Where an entry holds an image, skip the image but reproduce the rest word for word.
** Opening Exercise material block **
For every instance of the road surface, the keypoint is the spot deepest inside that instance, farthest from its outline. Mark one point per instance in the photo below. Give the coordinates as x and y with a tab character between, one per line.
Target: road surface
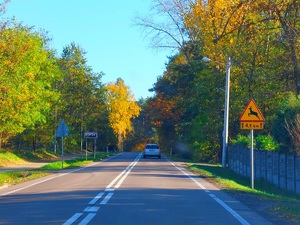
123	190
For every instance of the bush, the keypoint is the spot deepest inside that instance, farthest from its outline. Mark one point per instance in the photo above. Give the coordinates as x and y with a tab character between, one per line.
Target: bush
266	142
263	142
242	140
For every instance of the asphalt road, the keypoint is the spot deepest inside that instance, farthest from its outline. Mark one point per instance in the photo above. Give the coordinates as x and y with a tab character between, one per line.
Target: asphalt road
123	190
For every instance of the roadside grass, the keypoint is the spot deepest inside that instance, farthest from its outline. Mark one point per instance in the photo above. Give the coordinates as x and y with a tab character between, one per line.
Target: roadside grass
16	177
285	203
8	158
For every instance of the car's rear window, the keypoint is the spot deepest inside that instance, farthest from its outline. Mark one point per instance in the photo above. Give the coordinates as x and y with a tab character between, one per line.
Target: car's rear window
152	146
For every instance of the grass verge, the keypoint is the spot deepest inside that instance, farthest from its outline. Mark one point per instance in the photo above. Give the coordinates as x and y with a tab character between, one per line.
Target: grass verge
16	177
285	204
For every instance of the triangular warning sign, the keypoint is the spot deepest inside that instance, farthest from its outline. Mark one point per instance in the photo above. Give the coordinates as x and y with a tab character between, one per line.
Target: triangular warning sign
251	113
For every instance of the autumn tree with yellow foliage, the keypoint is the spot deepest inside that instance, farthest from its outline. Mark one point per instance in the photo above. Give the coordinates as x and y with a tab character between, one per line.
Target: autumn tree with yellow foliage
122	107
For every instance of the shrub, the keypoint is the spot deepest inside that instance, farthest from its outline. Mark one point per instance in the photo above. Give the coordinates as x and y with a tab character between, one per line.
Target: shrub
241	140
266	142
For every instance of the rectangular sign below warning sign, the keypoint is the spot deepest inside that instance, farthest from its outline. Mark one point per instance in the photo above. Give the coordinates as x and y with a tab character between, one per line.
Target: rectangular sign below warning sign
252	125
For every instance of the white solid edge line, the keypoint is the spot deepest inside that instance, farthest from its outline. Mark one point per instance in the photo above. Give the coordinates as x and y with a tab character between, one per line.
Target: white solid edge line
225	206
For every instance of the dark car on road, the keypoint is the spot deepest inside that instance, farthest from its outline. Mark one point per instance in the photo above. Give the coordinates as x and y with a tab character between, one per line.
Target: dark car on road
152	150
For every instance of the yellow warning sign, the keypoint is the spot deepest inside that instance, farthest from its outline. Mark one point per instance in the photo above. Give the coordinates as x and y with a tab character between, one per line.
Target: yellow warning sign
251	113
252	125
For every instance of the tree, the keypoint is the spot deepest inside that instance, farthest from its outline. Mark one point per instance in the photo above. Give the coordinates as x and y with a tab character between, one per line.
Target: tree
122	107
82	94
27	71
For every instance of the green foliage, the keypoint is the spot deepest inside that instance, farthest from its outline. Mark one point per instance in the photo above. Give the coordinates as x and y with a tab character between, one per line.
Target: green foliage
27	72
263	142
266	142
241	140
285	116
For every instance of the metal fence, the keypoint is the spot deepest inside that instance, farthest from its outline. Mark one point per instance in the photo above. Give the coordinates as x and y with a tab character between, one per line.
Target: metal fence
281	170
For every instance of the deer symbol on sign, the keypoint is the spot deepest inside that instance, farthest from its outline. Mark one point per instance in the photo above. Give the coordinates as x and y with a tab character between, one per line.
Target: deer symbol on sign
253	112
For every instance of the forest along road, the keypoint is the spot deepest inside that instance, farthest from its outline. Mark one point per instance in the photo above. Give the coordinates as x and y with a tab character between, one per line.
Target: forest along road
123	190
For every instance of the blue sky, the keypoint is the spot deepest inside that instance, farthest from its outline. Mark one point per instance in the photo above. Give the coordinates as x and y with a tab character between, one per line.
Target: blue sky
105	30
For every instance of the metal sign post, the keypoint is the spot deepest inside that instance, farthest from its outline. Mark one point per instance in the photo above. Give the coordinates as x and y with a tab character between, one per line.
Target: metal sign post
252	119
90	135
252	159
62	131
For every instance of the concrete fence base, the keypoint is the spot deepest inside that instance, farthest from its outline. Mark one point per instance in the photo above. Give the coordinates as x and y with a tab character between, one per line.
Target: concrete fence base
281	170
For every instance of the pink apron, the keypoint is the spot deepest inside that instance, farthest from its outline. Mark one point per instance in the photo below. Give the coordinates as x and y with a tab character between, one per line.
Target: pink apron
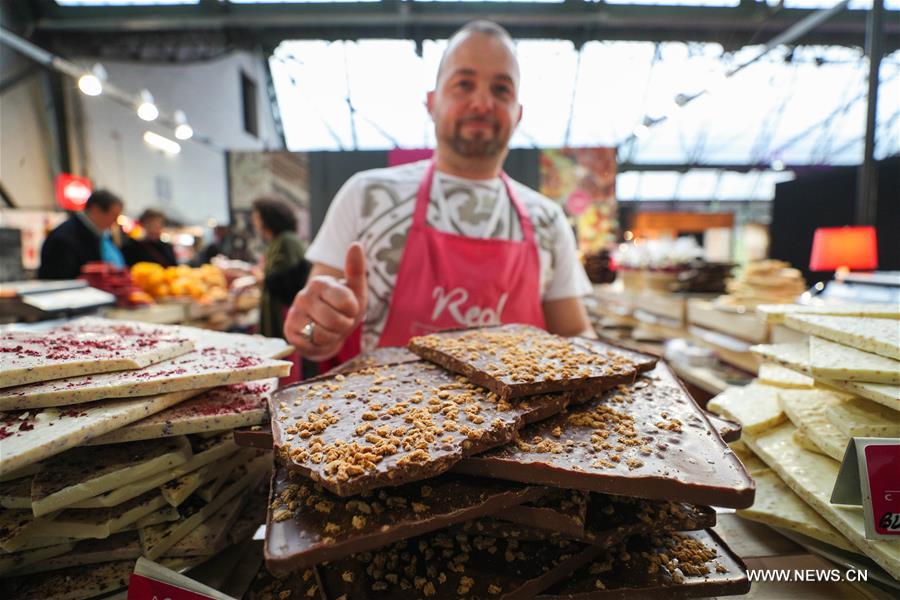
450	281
** Closing Exercise material block **
## Exercise response
For every instance of the road surface, the keypoint is the spot deepest inside that instance, farthest from its outline. Mark one point per instance in the photo below. Give the coordinates as x and y with a tab character between, one per line.
Target: road surface
123	190
For every instance of the bush, the keypoint is the spot deepest inside that instance, farthest from its outline. Mark one point per instance in the photo above. Give the coordinates as x and y with a tab character between, one per line.
Target: bush
266	142
263	142
242	140
For every instance of the asphalt road, the keypoint is the spot deepest inside that instance, farthest from its outline. Mark one point per instance in the photo above. Give the coordinates as x and y with a tab character between, one per line.
Target: asphalt road
123	190
For every instance of the roadside grass, the keypoint is the spot deepest inside that instance, farthest from its outline. Mark one point per instance in the photo above. Give the coordinates as x and y with a tab character between, one per line.
Target: roadside grass
16	177
285	203
8	158
For every instance of the car's rear window, the keypoint is the spot deepest inside that instance, farthest from its outline. Mark one point per instance in the photo above. Give the coordinates as x and y with a tab character between, one per line.
Target: car's rear window
152	146
For every instance of the grass verge, the keypoint is the spot deepest inside that instance, farthest from its outline. Mark one point per instance in the photo above. Give the coordinates as x and y with a tab character between, one per line.
Target: grass verge
16	177
285	204
For every instance of the triangular warning sign, the keypoint is the spot deepest inside that instance, farthest from its outline. Mark one point per instance in the photo above. Give the coordinates as x and y with a tab character between, one per line.
Target: triangular warning sign
251	113
For every instance of the autumn tree with yellow foliage, the keypoint is the spot deepest inside that instance, farthest from its outline. Mark one point per instance in the photo above. Give the coordinates as x and y with a tab character between, one per line.
Target: autumn tree with yellow foliage
122	107
For every instance of the shrub, the keypoint is the spot deepest inside that instance, farthest from its outline. Mark one point per instance in the photo above. Give the coordinates as x and y with a tab character between, one per line.
Target: shrub
241	140
266	142
For every instance of the rectangular sign below warning sign, the keypoint is the spot deepest inside that instance, farthest from its outline. Mark one point per instance in the photo above. Give the coordinates as x and y with a tab character between, one per line.
Target: rectangular sign below warning sign
252	125
For every instance of the white solid edge line, the keypoint is the spot deepest inside that instance, farthest from its outline. Mark one point per instance in the photo above. Give the coordinates as x and y with a tab character between, one per line.
Target: white solid edge line
225	206
For every instance of the dark car on road, the keypoint is the spot deepest inside that instance, farthest from its outline. Mark one point per instance in the photo above. Give the coordinates as x and y with a tab character between, one per line.
Target: dark car on road
152	150
For every instance of the yellow warning sign, the keypoint is the spot deepest inside that instance, farthest from its outline. Mark one point per instance in the photo above. Give the coordinates as x and y with a tab character between, one per line.
Target: yellow warning sign
251	113
252	125
For every instance of the tree, the keypoint is the spot deepest inside that instance, farthest from its outline. Mark one point per instance in the photo above. Give the coordinates as x and y with a tab character between, one per line.
Target: tree
122	107
82	94
27	71
For every instance of the green foliage, the keypoint is the spot deepest inside that instance, farthest from its outline. Mark one point per instance in the photo above. Give the coordinates as x and y with a tab character between, one per line.
Target: green foliage
27	72
263	142
266	142
241	140
285	116
For every instance of the metal fence, the keypoint is the spot deepest inside that instance, farthest from its outline. Mark one point per instance in the photo above. Give the coordinates as x and y with a tab character between, one per line.
Target: metal fence
281	170
For every instance of the deer symbol on sign, the keypoint is the spot deepest inside that instance, farthest from its outline. Mark one point per instance in the photo above. Give the coordinates as x and y with a tab character between, one per line.
Target: deer symbol on sign
253	112
For every instance of the forest along road, the keypoint is the spot deepest inside that instance, farthest from its outline. Mark one point per instance in the photo above. Give the coordinates as x and y with a tab character between, one per line.
Target: forest along road
123	190
For every instance of the blue sky, the keypoint is the spot deepest inside that instance, farthest from its outline. Mark one point per instance in the photo above. Give the coordinates as x and y with a tab character between, one per line.
Target: blue sky
105	30
For every instance of the metal sign post, the keypoint is the spot deepest inside that instance, farthest from its outline. Mark one point per instance in the photo above. Give the coordinates as x and y with a tab character between, one per line.
Target: metal sign post
252	119
90	135
252	159
62	131
For every instance of the concrete fence base, the keypoint is the spot deepest inside that instance, farthest from its outline. Mark one point per instance in the photo above. Give the coordinates as x and y with a tab character between, one per line.
Target: concrete fence base
281	170
For every instance of the pink apron, the keypoint is the spot deepest inside that instance, farthest from its outline. Mark one point per instance in the photo below. Give the coordinates as x and y with a tab character between, one per line.
Target: pink apron
450	281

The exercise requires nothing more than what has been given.